### [How to complete this task]
Leave every image out, and print the remaining lines below exactly.

==============================

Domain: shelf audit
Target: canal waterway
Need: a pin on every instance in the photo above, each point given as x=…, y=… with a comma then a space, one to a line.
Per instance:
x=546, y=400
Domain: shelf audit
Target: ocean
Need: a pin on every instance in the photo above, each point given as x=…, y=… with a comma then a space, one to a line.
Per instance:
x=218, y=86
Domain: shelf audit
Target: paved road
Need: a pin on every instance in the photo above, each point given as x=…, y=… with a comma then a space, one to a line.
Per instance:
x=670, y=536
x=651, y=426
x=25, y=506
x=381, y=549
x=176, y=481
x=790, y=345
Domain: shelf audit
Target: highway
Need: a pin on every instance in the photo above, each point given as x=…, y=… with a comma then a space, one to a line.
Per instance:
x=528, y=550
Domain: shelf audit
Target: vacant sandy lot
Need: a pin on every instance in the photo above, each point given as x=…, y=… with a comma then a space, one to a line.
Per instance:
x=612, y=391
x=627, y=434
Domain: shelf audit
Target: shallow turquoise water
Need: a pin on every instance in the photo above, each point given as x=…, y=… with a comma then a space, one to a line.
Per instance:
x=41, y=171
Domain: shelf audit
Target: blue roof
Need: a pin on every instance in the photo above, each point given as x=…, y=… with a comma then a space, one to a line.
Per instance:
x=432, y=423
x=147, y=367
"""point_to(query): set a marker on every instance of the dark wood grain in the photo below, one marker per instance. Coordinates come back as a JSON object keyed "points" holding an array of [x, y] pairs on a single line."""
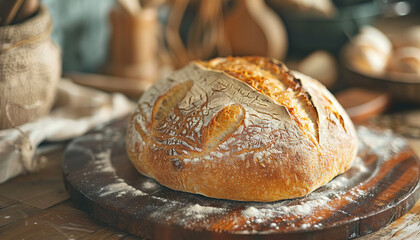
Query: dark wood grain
{"points": [[381, 186]]}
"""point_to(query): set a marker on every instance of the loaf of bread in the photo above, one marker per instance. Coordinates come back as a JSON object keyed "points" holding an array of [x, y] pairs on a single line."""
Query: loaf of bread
{"points": [[241, 129]]}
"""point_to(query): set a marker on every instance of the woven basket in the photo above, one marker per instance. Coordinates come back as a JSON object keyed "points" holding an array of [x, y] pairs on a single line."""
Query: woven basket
{"points": [[30, 67]]}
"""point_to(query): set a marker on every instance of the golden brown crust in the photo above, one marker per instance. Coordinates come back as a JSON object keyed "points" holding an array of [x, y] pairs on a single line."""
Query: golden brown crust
{"points": [[241, 129]]}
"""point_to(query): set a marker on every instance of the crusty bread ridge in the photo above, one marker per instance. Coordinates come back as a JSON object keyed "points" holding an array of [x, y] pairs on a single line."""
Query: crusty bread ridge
{"points": [[241, 129]]}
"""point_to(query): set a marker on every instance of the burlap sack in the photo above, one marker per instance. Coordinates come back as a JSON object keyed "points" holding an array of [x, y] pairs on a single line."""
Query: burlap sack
{"points": [[30, 67]]}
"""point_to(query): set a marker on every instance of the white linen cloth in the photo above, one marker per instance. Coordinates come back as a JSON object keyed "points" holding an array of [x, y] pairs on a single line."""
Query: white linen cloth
{"points": [[77, 110]]}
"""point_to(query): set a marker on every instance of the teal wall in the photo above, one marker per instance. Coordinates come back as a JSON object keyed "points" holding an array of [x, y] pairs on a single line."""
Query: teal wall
{"points": [[81, 29]]}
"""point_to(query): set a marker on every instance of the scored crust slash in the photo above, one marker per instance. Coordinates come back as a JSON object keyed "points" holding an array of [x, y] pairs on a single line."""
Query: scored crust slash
{"points": [[243, 129]]}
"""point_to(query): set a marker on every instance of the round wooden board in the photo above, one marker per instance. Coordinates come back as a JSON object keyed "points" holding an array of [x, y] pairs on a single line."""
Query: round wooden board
{"points": [[381, 186]]}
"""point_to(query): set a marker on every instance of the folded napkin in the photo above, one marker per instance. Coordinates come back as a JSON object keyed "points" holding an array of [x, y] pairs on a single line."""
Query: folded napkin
{"points": [[77, 110]]}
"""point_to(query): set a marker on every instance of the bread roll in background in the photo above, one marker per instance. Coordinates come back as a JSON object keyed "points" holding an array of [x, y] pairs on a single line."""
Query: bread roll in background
{"points": [[241, 129], [409, 37], [405, 60], [369, 51]]}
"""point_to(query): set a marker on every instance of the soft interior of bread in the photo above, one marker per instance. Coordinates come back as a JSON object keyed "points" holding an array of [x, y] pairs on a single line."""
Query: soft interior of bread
{"points": [[275, 82]]}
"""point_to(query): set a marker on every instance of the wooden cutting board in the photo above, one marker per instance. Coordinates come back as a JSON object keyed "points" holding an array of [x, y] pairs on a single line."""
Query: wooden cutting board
{"points": [[381, 186]]}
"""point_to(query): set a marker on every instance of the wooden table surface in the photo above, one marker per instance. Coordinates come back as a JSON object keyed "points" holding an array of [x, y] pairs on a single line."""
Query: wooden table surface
{"points": [[37, 206]]}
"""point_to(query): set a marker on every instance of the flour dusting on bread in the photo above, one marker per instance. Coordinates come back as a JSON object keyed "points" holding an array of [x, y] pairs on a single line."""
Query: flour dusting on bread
{"points": [[241, 129]]}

==============================

### [Answer space]
Domain: shelf audit
Target: canal waterway
Need: a pin on every instance in the photo above, each point given as x=…, y=… with a comma then a space, one to a line.
Per instance:
x=546, y=400
Domain: shelf audit
Target: ocean
Need: a pin on every instance in the photo above, each point given as x=…, y=… with a comma then a space, one to a line.
Per instance:
x=218, y=86
Domain: shelf audit
Target: paved road
Need: a pin on every instance in the photo above, each point given as x=…, y=… with a comma then a space, one to a line.
Per instance:
x=670, y=536
x=651, y=426
x=25, y=506
x=381, y=549
x=176, y=481
x=790, y=345
Domain: shelf audit
Target: highway
Need: a pin on every instance in the photo above, each point given as x=…, y=… with a comma then a space, one to a line.
Per instance:
x=528, y=550
Domain: shelf audit
Target: vacant sandy lot
Need: a pin on every instance in the photo above, each point given as x=…, y=… with a comma then a space, one to a line.
Per instance:
x=612, y=391
x=627, y=434
Domain: shelf audit
Target: shallow turquoise water
Need: a pin on every instance in the photo above, each point given as x=…, y=… with a comma then a space, one to a line.
Per instance:
x=41, y=171
Domain: shelf audit
Target: blue roof
Need: a pin on every instance in the photo above, each point given as x=…, y=… with a comma then a space, one to a line.
Per instance:
x=432, y=423
x=147, y=367
"""point_to(query): set a marker on every instance of the dark wood grain in the photo below, one marker per instance. Coordinates come back as a JSON object keyed "points" holding an array of [x, y] pairs on a single line."""
Query: dark wood grain
{"points": [[381, 186]]}
"""point_to(query): set a marker on every instance of the loaf of bread in the photo above, one marker per instance. Coordinates come back as a JSON object keyed "points" holding an array of [x, y] pairs on a single line."""
Query: loaf of bread
{"points": [[241, 129]]}
"""point_to(query): set a marker on every instance of the woven basket in the photo above, one marker per instance. Coordinates come back as a JSON object keyed "points" holding an array of [x, y] pairs on a single line."""
Query: woven basket
{"points": [[30, 67]]}
"""point_to(query): set a marker on every instance of the golden brown crust in the photo above, one marker per instance. Coordinates come back as a JSON object keyed "points" holding an array of [x, y] pairs on a single line."""
Query: golden brown crust
{"points": [[241, 129]]}
"""point_to(query): set a marker on every instance of the crusty bread ridge in the photo above, one marker per instance. Coordinates come back as a JSON object keyed "points" holding an array of [x, y] pairs on a single line."""
Query: crusty bread ridge
{"points": [[241, 129]]}
"""point_to(query): set a marker on every instance of the burlap sack in the photo above, one marker per instance. Coordinates come back as a JSON object keyed "points" holding an array of [x, y] pairs on a single line."""
Query: burlap sack
{"points": [[30, 67]]}
"""point_to(query): set a marker on every instance of the white linen cloth in the photo above, one marker per instance. Coordinates come back as a JSON object keyed "points" holding an array of [x, y] pairs on a single line."""
Query: white linen cloth
{"points": [[77, 110]]}
"""point_to(query): set a marker on every instance of the teal wall in the photo above, one marker per instance. Coordinates come back as a JSON object keyed "points" holding an array of [x, y] pairs on a single line."""
Query: teal wall
{"points": [[81, 29]]}
"""point_to(query): set a marker on every instance of the scored crust slash in the photo above, one marker per instance. Coordinates come back as a JSON object keyed "points" holding an array of [x, y] pairs on a single line."""
Query: scored crust slash
{"points": [[243, 129]]}
"""point_to(query): set a marker on every instance of the round wooden board in the photo above, one marker per instance. Coordinates come back as a JSON object keyed "points" holding an array of [x, y] pairs on a single line."""
Query: round wooden board
{"points": [[381, 186]]}
"""point_to(query): set a marker on every instance of the folded napkin in the photo above, one marker per instance. Coordinates come back as a JSON object keyed "points" holding an array of [x, y] pairs on a single line."""
Query: folded napkin
{"points": [[77, 110]]}
"""point_to(query): set a marker on every instance of the bread roll in background in the photo above, one marker per instance. Coordinates come back as a JSON object keyed "points" holding an array of [x, y] pairs on a single line."""
Query: bread roll in background
{"points": [[241, 129], [409, 37], [405, 60], [369, 51]]}
"""point_to(query): set a marker on every instance of the soft interior of bread in the photo above, one marker per instance. Coordinates come back as a JSON object keyed "points" holding an array of [x, y] pairs on a single line."""
Query: soft interior of bread
{"points": [[275, 82]]}
"""point_to(query): set a marker on every instance of the wooden cutting board in the photo above, one marker per instance. Coordinates come back as a JSON object keyed "points" holding an array of [x, y] pairs on a single line."""
Query: wooden cutting board
{"points": [[381, 186]]}
"""point_to(query): set a marker on every instance of the wooden table surface in the photo above, one marker per instance. Coordinates come back as a JSON object keyed "points" holding an array of [x, y] pairs on a single line."""
Query: wooden table surface
{"points": [[37, 206]]}
"""point_to(query): set a marker on every instance of the flour dusting on bread in the photo above, one marker per instance. Coordinates come back as a JSON object keyed "points" holding an array of [x, y] pairs on a single line."""
Query: flour dusting on bread
{"points": [[241, 129]]}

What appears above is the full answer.